_FRAGMENTO_

++++++++++++++++++++

24 de abril de 2011

¡Resucitó de veras mi amor y mi esperanza!


 “Sabed que yo estoy con vosotros todos los días, hasta el fin de los tiempos.”

                                                                                                Mateo 28, 20


            En los últimos días he leído varios escritos, creo que bienintencionados pero confundidos, sobre la necesidad de replantear la muerte y resurrección de Jesucristo. Dicen, entre otras cosas, que hay que bajar a Cristo de la cruz, que debemos olvidar el sacrificio para quedarnos con el amor, que la imaginería de la Semana Santa es rancia, que hay que centrarse en el mensaje revolucionario de la enseñaza de Jesús y ocuparnos de los pobres y oprimidos… 
            Claro que el centro del cristianismo es el amor, y que sin amar al hermano no puede haber amor a Dios. Afirmarlo y vivirlo no supone obviar la importancia de la cruz, símbolo excelso del amor, lo que Rudolf Steiner y Sergei Prokofieff llaman el Misterio del Gólgota.
            Como señala Annick de Souzenelle, nuestro tiempo lineal es trascendido, porque la memoria del presente en “Yo Soy”, YHWH, se realiza en la Persona de Cristo. Solo Él se ha revelado en “Yo Soy”. Otros tendieron a ello en su interioridad, como Moisés en un “Yo seré”, pero Cristo es ese Instante del mundo, porque es el Hijo de Dios. En ese Instante contemplamos el beso del cielo y de la tierra, el beso del interior y del exterior y de todas las antinomias, resueltas en la Cruz y en el triunfo de la Resurrección.
            Por eso decimos que Jesucristo es la Palabra definitiva de Dios, que se inmola a Sí mismo a través de Su Hijo, en un sacrificio irrepetible, donde Él es a la vez víctima inocente e inmortal, sacerdote todopoderoso, altar perpetuo y fuego puro. Si miramos el Misterio del Gólgota y la Resurrección con los ojos del corazón, descubrimos que el Reino de Dios es Jesucristo. Dice Ivo Le Loup (Sédir) que el único medio de poder imaginar lo que puede llegar a ser la vida en ese Reino es mirar lo que Él ha hecho aquí abajo.
            Si la Encarnación es ya un acto de amor infinito de Dios hacia el hombre, su Sacrificio y su Resurrección son la plenitud de ese amor, algo tan inconcebible que la mente se rinde y se retira.
            ¿Cómo pasar de puntillas por este Misterio que nos incorpora a Cristo y nos permite ser hombres nuevos, hombres para la vida, no ya para la muerte? ¿Cómo querer cambiar lo único que no se puede cambiar? ¿Cómo pretender cambiar nada, si no cambiamos nosotros mismos?
            Uno de estos escritos “progresistas” propone una “perspectiva actualizada” de lo que celebramos. Reflexionemos sobre lo que significa la palabra actualizar en su verdadero sentido. El significado más epidérmico y vulgar de la palabra "actual" es “moderno”, y en él se queda el autor. Pero hay un significado más profundo: “real”, por oposición a potencial. No nos conformemos con lo fácil y accesible, ni nos quedemos con el presente cronológico, que hace reivindicar la modernidad y el progresismo (otra palabra con diferentes niveles de significado). Seamos audaces y apostemos por ese presente atemporal que es nuestra esencia y nuestro destino, del que el otro, si es vivido con atención y consciencia, es solo una puerta, un anticipo.

++++++++++++++++++++

_DATOS MOSTRADOS_

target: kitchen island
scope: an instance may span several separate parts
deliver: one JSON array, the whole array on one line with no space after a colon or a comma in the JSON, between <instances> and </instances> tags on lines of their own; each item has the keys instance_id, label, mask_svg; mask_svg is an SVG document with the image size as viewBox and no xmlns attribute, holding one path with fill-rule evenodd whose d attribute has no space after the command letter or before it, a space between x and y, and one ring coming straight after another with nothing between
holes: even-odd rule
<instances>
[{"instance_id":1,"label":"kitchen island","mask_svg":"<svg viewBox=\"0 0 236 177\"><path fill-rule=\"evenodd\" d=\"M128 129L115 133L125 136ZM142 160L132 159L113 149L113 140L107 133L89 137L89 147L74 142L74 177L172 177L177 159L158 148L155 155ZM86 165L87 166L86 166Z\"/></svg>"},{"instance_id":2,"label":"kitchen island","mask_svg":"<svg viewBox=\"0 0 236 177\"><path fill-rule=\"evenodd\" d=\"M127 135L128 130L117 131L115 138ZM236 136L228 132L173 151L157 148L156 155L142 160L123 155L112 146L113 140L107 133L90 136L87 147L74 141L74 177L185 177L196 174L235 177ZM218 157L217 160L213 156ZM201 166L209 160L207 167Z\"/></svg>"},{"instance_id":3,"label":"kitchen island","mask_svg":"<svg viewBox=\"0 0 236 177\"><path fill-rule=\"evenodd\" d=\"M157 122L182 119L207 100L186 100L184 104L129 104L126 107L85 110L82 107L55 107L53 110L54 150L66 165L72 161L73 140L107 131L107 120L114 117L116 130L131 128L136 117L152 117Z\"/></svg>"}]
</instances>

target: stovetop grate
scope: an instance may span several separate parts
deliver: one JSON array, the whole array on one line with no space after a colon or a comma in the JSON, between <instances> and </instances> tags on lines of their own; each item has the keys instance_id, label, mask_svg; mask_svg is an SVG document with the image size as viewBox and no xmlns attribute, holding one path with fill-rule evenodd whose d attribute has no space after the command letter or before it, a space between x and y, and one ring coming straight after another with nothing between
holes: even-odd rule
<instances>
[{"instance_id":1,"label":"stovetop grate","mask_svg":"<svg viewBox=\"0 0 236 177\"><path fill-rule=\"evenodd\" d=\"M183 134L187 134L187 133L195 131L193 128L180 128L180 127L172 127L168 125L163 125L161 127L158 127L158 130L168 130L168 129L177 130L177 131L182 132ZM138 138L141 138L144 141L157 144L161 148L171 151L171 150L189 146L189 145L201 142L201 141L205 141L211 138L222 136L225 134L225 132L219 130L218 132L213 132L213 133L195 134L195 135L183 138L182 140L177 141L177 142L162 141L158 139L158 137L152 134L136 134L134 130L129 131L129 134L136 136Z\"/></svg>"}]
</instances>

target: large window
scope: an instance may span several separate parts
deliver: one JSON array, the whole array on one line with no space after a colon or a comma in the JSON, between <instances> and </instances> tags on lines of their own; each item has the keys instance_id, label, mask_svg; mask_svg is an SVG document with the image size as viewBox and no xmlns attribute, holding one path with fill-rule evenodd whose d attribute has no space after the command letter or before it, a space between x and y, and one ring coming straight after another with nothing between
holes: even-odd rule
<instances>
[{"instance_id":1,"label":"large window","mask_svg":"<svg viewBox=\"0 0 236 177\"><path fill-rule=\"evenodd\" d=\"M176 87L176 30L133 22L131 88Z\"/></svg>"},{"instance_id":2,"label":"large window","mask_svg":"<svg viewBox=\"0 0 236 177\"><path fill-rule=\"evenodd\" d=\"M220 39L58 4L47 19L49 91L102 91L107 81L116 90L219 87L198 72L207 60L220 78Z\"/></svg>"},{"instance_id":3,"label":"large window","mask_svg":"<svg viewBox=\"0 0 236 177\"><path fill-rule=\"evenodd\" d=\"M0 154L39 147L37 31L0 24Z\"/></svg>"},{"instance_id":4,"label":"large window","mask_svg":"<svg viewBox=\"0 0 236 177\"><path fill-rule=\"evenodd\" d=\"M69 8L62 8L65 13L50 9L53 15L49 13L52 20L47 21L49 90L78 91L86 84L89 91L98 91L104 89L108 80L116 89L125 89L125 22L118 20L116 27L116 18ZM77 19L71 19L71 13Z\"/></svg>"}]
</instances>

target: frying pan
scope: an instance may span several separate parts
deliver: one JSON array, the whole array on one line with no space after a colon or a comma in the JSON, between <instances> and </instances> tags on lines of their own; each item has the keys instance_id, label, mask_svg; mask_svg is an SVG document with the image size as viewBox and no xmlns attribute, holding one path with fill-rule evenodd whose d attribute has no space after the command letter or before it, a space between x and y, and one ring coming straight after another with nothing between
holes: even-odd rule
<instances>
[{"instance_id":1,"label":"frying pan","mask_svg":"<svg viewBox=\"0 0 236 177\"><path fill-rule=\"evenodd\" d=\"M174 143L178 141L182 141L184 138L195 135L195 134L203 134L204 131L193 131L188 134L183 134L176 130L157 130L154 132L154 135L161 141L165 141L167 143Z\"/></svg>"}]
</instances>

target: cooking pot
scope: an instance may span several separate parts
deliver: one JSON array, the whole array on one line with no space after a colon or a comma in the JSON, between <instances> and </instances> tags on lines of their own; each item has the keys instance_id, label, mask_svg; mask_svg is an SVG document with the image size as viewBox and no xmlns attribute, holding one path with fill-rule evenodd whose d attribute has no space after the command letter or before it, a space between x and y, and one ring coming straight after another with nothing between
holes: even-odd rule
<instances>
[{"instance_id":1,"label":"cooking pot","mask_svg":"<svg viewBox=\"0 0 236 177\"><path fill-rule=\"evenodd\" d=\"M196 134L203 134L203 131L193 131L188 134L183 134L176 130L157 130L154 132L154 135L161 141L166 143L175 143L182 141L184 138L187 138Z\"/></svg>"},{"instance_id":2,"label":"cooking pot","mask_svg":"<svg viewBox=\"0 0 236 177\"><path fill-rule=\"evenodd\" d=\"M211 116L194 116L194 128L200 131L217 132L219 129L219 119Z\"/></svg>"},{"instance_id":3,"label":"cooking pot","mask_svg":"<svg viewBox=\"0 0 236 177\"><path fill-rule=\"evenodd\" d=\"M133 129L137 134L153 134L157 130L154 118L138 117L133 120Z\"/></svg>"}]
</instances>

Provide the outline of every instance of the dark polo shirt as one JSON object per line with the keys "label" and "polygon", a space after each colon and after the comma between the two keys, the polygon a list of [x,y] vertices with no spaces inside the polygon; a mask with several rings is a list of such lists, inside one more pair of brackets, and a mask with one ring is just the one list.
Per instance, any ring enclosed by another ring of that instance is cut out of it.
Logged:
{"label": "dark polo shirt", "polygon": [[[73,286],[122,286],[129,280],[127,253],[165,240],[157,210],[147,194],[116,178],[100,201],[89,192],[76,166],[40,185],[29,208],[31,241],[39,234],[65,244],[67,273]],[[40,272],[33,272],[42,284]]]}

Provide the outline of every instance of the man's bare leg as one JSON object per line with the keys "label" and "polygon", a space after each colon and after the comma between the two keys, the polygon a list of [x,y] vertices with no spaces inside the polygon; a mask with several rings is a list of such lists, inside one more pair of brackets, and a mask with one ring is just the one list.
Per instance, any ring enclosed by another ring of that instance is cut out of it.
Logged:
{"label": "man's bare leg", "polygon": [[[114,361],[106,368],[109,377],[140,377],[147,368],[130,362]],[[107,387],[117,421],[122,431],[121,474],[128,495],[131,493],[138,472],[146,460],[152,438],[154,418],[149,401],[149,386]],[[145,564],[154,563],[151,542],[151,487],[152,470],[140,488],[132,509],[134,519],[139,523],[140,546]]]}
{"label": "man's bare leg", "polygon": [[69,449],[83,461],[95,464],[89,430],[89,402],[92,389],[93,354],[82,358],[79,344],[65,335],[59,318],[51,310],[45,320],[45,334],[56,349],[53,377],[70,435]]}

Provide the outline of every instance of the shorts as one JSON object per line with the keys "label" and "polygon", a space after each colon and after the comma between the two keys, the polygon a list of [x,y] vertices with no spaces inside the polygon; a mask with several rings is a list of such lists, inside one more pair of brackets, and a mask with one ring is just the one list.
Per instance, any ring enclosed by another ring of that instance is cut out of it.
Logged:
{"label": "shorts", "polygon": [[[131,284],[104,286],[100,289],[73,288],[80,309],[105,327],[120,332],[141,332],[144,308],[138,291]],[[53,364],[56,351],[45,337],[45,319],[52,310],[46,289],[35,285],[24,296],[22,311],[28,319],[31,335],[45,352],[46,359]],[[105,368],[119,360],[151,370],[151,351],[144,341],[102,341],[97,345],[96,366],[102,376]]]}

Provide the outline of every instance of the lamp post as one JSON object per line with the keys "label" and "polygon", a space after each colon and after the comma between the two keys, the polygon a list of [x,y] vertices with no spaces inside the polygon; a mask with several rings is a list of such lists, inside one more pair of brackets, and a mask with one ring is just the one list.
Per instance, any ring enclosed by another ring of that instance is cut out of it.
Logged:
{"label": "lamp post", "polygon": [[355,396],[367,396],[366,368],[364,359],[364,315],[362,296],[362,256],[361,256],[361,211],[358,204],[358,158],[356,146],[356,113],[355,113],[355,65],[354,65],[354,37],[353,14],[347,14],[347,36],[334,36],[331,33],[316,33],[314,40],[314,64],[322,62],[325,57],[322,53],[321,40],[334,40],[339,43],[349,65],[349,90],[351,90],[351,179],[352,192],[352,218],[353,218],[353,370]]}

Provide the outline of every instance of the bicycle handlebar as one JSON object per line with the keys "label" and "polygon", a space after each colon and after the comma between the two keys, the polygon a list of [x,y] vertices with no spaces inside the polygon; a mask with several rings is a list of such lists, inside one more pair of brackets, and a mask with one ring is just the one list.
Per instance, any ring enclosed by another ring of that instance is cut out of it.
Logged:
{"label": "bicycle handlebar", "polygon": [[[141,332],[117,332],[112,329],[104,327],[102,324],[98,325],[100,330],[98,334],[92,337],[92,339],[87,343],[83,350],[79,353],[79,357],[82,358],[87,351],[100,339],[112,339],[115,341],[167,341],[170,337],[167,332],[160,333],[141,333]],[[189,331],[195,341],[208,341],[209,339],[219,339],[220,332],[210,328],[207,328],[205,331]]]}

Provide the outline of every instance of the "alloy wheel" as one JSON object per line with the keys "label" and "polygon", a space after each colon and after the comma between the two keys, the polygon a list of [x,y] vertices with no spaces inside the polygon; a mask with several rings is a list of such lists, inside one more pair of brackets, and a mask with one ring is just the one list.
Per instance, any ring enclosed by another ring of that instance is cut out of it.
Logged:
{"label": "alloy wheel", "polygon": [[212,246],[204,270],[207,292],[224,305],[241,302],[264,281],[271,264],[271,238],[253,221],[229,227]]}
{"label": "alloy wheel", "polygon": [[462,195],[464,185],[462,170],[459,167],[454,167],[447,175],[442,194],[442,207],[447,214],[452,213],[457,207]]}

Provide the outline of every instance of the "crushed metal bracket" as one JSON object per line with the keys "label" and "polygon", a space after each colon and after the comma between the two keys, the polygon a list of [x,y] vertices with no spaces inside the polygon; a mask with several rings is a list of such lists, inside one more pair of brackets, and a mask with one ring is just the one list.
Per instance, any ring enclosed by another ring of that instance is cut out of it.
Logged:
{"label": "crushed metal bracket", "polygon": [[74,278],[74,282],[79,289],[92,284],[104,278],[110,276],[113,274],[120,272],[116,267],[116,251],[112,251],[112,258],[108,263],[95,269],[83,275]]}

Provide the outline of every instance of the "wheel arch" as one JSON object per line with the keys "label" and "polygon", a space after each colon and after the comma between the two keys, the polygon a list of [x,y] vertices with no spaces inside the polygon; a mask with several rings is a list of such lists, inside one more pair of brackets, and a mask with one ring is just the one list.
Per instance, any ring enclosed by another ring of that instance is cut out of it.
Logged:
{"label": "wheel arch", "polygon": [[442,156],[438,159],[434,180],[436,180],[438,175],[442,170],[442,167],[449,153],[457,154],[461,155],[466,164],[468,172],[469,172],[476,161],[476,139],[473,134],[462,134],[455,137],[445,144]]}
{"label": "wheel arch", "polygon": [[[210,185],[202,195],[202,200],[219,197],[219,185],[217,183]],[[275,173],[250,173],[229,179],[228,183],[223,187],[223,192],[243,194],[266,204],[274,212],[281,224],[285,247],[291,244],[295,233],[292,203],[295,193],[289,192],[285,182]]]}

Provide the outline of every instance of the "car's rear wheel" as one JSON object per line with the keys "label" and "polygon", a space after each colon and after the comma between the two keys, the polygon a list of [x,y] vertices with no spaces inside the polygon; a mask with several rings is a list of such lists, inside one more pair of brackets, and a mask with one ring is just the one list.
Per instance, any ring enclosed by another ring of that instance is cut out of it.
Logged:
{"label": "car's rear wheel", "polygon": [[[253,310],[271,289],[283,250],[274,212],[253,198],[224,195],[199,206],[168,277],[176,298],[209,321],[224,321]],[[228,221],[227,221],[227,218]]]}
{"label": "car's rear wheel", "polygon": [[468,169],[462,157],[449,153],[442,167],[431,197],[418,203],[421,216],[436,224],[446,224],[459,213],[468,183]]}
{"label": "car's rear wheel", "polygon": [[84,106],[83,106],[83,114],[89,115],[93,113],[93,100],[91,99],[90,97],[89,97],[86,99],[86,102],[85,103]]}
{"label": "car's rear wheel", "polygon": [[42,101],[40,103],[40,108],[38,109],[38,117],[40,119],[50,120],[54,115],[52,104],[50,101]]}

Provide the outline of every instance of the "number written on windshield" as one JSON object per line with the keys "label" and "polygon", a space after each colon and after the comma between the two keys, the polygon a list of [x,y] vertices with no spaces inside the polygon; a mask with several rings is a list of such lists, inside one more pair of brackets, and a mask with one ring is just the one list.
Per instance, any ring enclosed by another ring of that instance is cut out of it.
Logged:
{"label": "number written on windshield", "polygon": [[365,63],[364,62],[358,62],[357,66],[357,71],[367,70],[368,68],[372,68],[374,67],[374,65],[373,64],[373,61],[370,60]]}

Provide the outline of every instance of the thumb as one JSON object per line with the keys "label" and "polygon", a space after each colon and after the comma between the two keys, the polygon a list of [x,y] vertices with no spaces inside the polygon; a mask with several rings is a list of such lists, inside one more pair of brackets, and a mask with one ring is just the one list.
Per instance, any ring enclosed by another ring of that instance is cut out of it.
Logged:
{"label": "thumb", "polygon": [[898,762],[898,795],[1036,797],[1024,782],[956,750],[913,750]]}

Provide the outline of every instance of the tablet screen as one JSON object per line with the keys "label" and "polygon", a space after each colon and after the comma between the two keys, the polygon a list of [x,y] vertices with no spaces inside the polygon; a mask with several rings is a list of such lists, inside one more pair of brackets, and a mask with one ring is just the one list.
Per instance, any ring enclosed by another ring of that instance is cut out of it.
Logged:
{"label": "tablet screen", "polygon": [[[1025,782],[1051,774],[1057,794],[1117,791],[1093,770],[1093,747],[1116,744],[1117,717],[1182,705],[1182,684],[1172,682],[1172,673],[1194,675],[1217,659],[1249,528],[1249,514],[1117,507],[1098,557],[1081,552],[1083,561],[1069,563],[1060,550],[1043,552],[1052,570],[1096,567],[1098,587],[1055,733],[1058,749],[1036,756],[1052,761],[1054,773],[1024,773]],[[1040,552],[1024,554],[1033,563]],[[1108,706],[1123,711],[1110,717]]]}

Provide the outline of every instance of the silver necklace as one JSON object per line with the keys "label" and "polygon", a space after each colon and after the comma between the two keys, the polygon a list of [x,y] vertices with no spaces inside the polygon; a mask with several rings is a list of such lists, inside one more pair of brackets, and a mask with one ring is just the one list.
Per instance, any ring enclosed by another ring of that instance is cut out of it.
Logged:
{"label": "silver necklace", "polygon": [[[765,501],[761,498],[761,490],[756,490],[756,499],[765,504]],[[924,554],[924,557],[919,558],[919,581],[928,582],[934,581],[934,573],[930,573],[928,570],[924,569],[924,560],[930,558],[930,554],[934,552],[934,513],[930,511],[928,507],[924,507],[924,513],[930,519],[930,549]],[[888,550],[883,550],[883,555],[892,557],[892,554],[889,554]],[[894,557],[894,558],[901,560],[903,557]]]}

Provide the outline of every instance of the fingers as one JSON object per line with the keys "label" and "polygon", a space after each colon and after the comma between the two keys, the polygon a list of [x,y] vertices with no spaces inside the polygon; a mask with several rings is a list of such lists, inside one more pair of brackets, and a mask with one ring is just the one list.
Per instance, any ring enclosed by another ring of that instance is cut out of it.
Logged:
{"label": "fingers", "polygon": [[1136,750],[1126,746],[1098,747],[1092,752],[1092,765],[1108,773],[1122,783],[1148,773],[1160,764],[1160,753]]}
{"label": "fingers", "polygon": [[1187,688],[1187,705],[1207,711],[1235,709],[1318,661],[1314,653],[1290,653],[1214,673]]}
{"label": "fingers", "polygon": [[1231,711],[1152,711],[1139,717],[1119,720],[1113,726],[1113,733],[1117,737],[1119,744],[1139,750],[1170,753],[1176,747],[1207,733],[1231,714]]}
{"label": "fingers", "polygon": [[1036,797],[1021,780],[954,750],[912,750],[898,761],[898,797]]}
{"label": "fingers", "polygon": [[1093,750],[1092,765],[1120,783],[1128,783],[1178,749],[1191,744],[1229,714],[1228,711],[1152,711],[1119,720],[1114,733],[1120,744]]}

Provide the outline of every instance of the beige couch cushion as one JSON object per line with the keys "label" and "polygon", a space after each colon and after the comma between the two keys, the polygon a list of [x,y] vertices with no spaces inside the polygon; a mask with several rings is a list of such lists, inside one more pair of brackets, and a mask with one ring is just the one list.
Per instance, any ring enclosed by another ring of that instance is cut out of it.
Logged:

++++++++++++++++++++

_LO QUE SE PIDE_
En el fragmento sobre la muerte y resurrección de Jesucristo, ¿qué dos autores llaman a la cruz "el Misterio del Gólgota"?

_RESPUESTA_
Rudolf Steiner y Sergei Prokofieff.